EXCERPT TO READ -
* * *

To call Race a badly made movie is a compliment!


Let’s start from the beginning.


Race is pictured in SA and not once did I feel the essence of the breath-taking land of diversity.


The clubs look like from everywhere else in the world, all the people are Indian and everybody speaks Hindi.


Mr. Director, if you want me to believe that it was not my backyard you shot the movie in, show me Sun City, the market places, people speaking African, Zulu and Swahili and not just the tar!


The story is condensed Bold and the Beautiful. And nobody’s role is defined clearly except Anil Kapoor.




  • Saif blows up everyone with his remote control and is the good guy.( !)




  • Bipasha has the morals of an alley cat and is the good lady.( !)




  • Katrina is a conniving woman. But just appears eager to please one and all.(?)




  • Akshay is a twisted, jealous brother and simply feels like a grating-on-the-nerves scum.( run out of exclamations.)






The story crosses and criss-crosses leaving no time for anyone to absorb a single deceit properly.


Every time the director wanted me to remember an earlier incident or person, a little flash of the earlier screen pops up. Telling me “You get it don’t you.? You there GET IT!”


In one particular scene Mr. Akshay narrates a story of his brother and him holding bicycle races with him always losing miserably.


Ok! I heard you the first time… I said I heard you! You don’t need to show me two boys riding bicycles on the street!


The songs are lousy at the best; in one number Ms. Katrina, the epitome of fashion, dons scales from a blue fish.


?


Ms. Katrina I am not sure how many men would want to "kiss me, kiss me, touch me, touch me" a blue fish!


Anil Kapoor is the only respite, he plays the partner in crime cum police cop to the hilt.

* * *

STATED PROBLEM - Extend the review of the movie Race, starting after its last sentence. The lines after the review have nothing to do with it.

INFORMATION SUPPLIED -
* * *

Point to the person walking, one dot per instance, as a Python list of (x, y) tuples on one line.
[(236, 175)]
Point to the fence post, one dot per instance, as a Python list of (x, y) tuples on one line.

* * *

EXERCISE RESULT -
Even though I can’t handle the ridiculous nonsense of his super sleuth, finding out that that the marriage certificate having two different inks to deduce that Saif and Katrina were not married, atleast he brought with him some “A” – rated comedy


The jokes cracked between Saif and Akshay needed a laugh track. I had no idea it was time for me to laugh!


Anil’s relief is so much that I almost forgive him the Kimberleys’ on his ears.


Every gesture/screen is aped from the west;


Saif should play on his chocolate looks and leave the rugged look for the rugged men!


Slick gelled hair and beard go with a certain type of men, sad to tell you this Mr. Khan but it is definitely not your type!


The ladies in the movie were paid a packet to stand around the men. And when I mean stand its just that, STAND!


Bipasha stands behind Akshay and then stands behind Saif. Katrina stands behind Saif and then stands behind Akshay. Sameera stands behind Anil.


Dialogues like “Meet you in Hell” and “Hope we never run into each other” are some that my grandmother’s grandmother grew up with.


The last race scene had a bunch of school kids standing from one end of the street to the other blocking the race track?


Mr. Director, Please watch fast and furious again, least you can do is learn to use the Cntl C and Cntl V properly.


By the end of it, I was too exhausted to really care if Saif converted into a three-eyed alien.


Race is boredom redefined.


Er., Can I give a -1 rating?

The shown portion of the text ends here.